Input records:
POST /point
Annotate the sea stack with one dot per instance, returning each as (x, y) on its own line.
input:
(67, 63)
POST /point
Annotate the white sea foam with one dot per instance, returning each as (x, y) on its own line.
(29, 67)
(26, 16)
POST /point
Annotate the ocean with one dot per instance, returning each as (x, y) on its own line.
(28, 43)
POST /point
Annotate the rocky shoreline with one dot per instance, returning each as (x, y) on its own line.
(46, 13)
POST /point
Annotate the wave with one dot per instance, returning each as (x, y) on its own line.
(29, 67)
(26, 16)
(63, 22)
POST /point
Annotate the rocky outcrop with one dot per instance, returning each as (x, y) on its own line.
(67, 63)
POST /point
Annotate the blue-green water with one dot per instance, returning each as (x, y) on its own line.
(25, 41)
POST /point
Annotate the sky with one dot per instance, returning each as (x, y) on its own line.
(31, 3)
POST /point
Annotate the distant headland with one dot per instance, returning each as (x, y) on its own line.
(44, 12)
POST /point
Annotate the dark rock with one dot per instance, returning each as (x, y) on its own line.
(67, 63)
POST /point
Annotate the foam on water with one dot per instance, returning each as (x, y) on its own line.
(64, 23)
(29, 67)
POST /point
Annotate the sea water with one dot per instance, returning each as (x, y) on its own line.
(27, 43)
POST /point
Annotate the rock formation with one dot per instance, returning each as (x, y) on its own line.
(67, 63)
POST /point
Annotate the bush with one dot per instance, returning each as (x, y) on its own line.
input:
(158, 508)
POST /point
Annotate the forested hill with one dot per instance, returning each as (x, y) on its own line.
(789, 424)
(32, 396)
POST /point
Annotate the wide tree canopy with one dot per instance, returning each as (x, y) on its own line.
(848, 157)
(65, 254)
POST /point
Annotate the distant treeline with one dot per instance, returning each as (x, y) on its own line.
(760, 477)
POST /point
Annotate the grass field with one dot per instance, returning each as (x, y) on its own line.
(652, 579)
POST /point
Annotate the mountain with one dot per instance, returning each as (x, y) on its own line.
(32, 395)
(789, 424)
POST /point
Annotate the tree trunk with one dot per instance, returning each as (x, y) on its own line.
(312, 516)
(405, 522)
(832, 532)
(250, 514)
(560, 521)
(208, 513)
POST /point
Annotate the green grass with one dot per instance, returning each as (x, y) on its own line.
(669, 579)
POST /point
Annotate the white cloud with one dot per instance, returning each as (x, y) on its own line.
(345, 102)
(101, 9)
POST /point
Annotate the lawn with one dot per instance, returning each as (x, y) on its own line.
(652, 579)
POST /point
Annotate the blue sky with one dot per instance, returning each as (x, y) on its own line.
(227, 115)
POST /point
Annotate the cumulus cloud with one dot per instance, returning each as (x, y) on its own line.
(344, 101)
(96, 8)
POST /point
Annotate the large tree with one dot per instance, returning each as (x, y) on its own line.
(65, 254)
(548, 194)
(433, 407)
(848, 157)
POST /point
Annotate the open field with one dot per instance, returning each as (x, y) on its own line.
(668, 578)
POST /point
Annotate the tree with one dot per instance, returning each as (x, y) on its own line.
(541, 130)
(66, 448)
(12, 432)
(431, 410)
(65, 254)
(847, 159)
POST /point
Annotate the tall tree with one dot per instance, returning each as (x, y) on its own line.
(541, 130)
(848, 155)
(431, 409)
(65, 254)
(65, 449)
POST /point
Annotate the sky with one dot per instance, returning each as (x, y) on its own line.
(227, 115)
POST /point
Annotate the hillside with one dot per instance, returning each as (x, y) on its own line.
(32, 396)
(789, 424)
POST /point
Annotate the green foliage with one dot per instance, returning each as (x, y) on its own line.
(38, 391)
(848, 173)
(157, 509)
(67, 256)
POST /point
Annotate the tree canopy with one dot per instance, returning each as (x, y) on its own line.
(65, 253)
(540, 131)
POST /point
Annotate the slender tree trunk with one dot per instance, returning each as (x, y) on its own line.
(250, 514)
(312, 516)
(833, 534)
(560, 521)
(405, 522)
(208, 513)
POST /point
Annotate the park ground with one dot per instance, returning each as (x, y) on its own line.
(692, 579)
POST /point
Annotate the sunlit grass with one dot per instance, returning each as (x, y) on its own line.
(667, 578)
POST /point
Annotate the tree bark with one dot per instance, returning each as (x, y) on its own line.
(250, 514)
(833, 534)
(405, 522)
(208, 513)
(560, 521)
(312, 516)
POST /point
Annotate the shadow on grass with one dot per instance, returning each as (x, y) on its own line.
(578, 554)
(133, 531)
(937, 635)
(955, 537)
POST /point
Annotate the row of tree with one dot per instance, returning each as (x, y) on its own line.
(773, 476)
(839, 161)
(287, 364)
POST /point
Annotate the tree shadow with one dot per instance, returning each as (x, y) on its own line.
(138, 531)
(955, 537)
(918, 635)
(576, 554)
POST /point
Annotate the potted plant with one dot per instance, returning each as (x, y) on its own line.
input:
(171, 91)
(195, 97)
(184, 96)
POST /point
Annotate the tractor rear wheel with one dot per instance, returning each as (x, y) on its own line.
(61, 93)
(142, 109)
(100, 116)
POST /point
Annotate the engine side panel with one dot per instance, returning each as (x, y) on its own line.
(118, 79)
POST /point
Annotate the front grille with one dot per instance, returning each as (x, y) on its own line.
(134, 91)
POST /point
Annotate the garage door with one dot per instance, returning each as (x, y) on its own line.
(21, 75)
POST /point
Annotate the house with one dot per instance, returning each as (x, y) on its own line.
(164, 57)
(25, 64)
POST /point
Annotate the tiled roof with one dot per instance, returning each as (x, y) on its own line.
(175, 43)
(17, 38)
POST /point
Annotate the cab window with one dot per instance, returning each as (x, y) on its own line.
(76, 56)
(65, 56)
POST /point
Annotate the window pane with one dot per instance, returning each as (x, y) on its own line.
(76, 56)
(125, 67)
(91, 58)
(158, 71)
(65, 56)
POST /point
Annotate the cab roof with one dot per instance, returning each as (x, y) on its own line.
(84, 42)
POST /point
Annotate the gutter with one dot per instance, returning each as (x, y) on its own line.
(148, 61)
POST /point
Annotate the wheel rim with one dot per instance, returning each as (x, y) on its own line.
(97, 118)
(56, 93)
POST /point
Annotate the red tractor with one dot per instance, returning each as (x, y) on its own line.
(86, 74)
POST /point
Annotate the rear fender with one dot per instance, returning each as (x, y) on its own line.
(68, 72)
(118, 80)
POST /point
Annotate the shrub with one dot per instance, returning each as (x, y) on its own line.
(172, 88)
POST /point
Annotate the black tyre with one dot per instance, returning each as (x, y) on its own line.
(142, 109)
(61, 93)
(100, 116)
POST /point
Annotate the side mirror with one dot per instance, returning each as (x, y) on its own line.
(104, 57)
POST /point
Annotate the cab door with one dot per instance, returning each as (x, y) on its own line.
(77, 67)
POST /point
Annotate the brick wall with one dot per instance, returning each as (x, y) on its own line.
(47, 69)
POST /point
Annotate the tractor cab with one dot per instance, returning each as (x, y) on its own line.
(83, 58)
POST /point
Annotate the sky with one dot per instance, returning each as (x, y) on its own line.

Problem statement: Transcribe the material above word for word.

Finished answer:
POST /point
Annotate the sea stack with one dot per instance, returning each as (x, y) on its own line.
input:
(67, 63)
POST /point
Annotate the white sea foam with one dot per instance, returning each as (x, y) on its own line.
(29, 67)
(26, 16)
POST /point
Annotate the ocean with one dot per instance, returning each as (x, y) on its own line.
(28, 43)
POST /point
Annotate the rocky shoreline with one dot per instance, returning each as (x, y) on its own line.
(46, 13)
POST /point
Annotate the wave with one dot per instance, returning each as (x, y) on its own line.
(29, 67)
(26, 16)
(63, 22)
POST /point
Annotate the rocky outcrop with one dot per instance, returning each as (x, y) on its own line.
(67, 63)
POST /point
Annotate the blue-green water with one dot per instance, returning each as (x, y) on its own line.
(25, 41)
POST /point
Annotate the sky with one dot per instance, returning each as (x, y) on its own line.
(31, 3)
POST /point
Annotate the distant headland with one dot per instance, returning each as (x, y) on its own line.
(44, 12)
POST /point
Annotate the dark rock with one dot per instance, returning each as (x, y) on its own line.
(67, 63)
POST /point
Annotate the foam on water with one dot per instance, returning each as (x, y) on its own line.
(64, 23)
(29, 67)
POST /point
Annotate the sea water with one dot per instance, returning each as (x, y) on its own line.
(27, 43)
POST /point
Annotate the rock formation with one dot per instance, returning each as (x, y) on its own line.
(67, 63)
POST /point
Annotate the bush with one dot per instance, returning each as (x, y) on its own line.
input:
(158, 508)
POST /point
Annotate the forested hill with one dot per instance, returning each as (x, y) on its own line.
(789, 424)
(32, 396)
POST /point
Annotate the wide tree canopy with one dot per instance, returning each as (x, y) on its own line.
(848, 157)
(65, 254)
POST /point
Annotate the distant treeline with one dot per instance, returning each as (x, y) on its own line.
(760, 477)
POST /point
Annotate the grass field with one dot per instance, returning each as (x, y) on its own line.
(652, 579)
POST /point
Annotate the mountain with one dot per instance, returning each as (x, y) on its own line.
(32, 395)
(789, 424)
POST /point
Annotate the tree trunk with one dot per instance, returning each as (x, y) on its own line.
(312, 516)
(405, 522)
(832, 532)
(250, 514)
(560, 521)
(208, 513)
POST /point
Annotate the green grass with one dot per instance, returning each as (x, y) on its own line.
(669, 579)
POST /point
Annotate the white cloud with one dot per instance, returning each as (x, y) on its own line.
(345, 102)
(101, 9)
POST /point
Annotate the lawn with one dot per instance, returning each as (x, y) on its own line.
(652, 579)
POST /point
Annotate the blue sky with one dot per instance, returning each as (x, y) on its own line.
(227, 115)
POST /point
Annotate the cumulus cloud with one dot per instance, returning each as (x, y) on its own line.
(344, 101)
(96, 8)
POST /point
Annotate the large tree with one dot per instance, returning each as (x, y) on its own line.
(65, 254)
(548, 194)
(433, 407)
(848, 157)
POST /point
Annotate the open field with one dot per instance, returning each as (x, y) on its own line.
(668, 578)
POST /point
Annotate the tree with one dot per instance, returning each as (x, y) on its own line.
(541, 130)
(66, 448)
(12, 432)
(431, 410)
(65, 254)
(847, 159)
POST /point
Annotate the tall tree with one dot per instance, returning each as (x, y) on its own line.
(541, 130)
(848, 155)
(431, 409)
(65, 254)
(65, 449)
POST /point
Annotate the sky with one dot per instance, returning each as (x, y) on its own line.
(227, 115)
POST /point
Annotate the hillside with one dot per instance, returning each as (x, y) on its own line.
(32, 396)
(789, 424)
POST /point
Annotate the green foliage with one dot per instance, returning each as (x, y) on its own line.
(38, 391)
(848, 173)
(157, 509)
(67, 256)
POST /point
Annotate the tree canopy with one dot per instance, returning each as (x, y) on its own line.
(65, 253)
(540, 131)
POST /point
Annotate the slender tree trunk with one dot per instance, returning each as (x, y) on its own line.
(250, 514)
(312, 516)
(833, 534)
(560, 521)
(405, 522)
(208, 513)
POST /point
Annotate the park ground with one dot per instance, returning each as (x, y) on its own line.
(692, 579)
POST /point
Annotate the sunlit grass with one dot per instance, returning each as (x, y) on its own line.
(667, 578)
POST /point
Annotate the tree bark with one dot per instance, returning each as (x, y) on its own line.
(250, 514)
(833, 534)
(405, 522)
(208, 513)
(560, 521)
(312, 516)
POST /point
Annotate the shadow on grass with one dot per instance, returning each as (x, y) on its own line.
(578, 554)
(133, 531)
(937, 635)
(955, 537)
POST /point
Annotate the row of tree with one dot per instance, returning each as (x, y) on its own line.
(773, 476)
(839, 161)
(287, 364)
POST /point
Annotate the tree shadow with one dot per instance, returning each as (x, y) on its own line.
(138, 531)
(955, 537)
(918, 635)
(576, 554)
POST /point
Annotate the potted plant with one dot per instance, returning each as (x, y) on its own line.
input:
(171, 91)
(195, 97)
(184, 96)
POST /point
Annotate the tractor rear wheel with one dot per instance, returning each as (x, y) on its own line.
(61, 93)
(142, 109)
(100, 116)
POST /point
Annotate the engine side panel with one dot per instance, returning each as (x, y) on its own line.
(118, 79)
POST /point
Annotate the front grille with one dot per instance, returning each as (x, y) on its own line.
(134, 91)
POST /point
Annotate the garage door with one dot per instance, returning each as (x, y) on its own line.
(21, 75)
POST /point
Annotate the house with one dot per instance, returning each as (x, y) on its own line.
(164, 57)
(25, 64)
POST /point
Annotate the tiled roof with one dot per instance, returning each as (x, y) on its own line.
(175, 43)
(17, 38)
POST /point
Annotate the cab window with one dot per instance, returning each as (x, y) on its own line.
(76, 56)
(65, 56)
POST /point
Annotate the window pane with one dot per instance, returning each as (x, y) on its own line.
(76, 56)
(125, 67)
(91, 58)
(158, 71)
(65, 56)
POST /point
Annotate the cab roof with one dot per instance, returning each as (x, y) on its own line.
(84, 42)
POST /point
Annotate the gutter with one dot per instance, returning each as (x, y) on its own line.
(148, 61)
POST /point
Annotate the wheel rim with one dot per instance, returning each as (x, y) on its own line.
(97, 118)
(56, 93)
POST /point
Annotate the red tractor with one dot per instance, returning each as (x, y) on its own line.
(86, 74)
POST /point
Annotate the rear fender with one dot per instance, returning each as (x, y) on its own line.
(68, 72)
(118, 80)
POST /point
Annotate the shrub with one dot per instance, returning each as (x, y) on its own line.
(172, 88)
POST /point
Annotate the black tyre with one dot per instance, returning each as (x, y) on its own line.
(142, 109)
(61, 93)
(100, 116)
POST /point
Annotate the side mirror with one dot per instance, returning each as (x, y) on its own line.
(104, 57)
POST /point
Annotate the cab door with one dot per instance, returning each as (x, y) on its own line.
(77, 67)
POST /point
Annotate the brick wall with one dot per instance, returning each as (x, y) on its own line.
(47, 69)
POST /point
Annotate the tractor cab with one dot per instance, returning each as (x, y) on its own line.
(83, 58)
POST /point
Annotate the sky with one dot per instance, returning each as (x, y) on its own line.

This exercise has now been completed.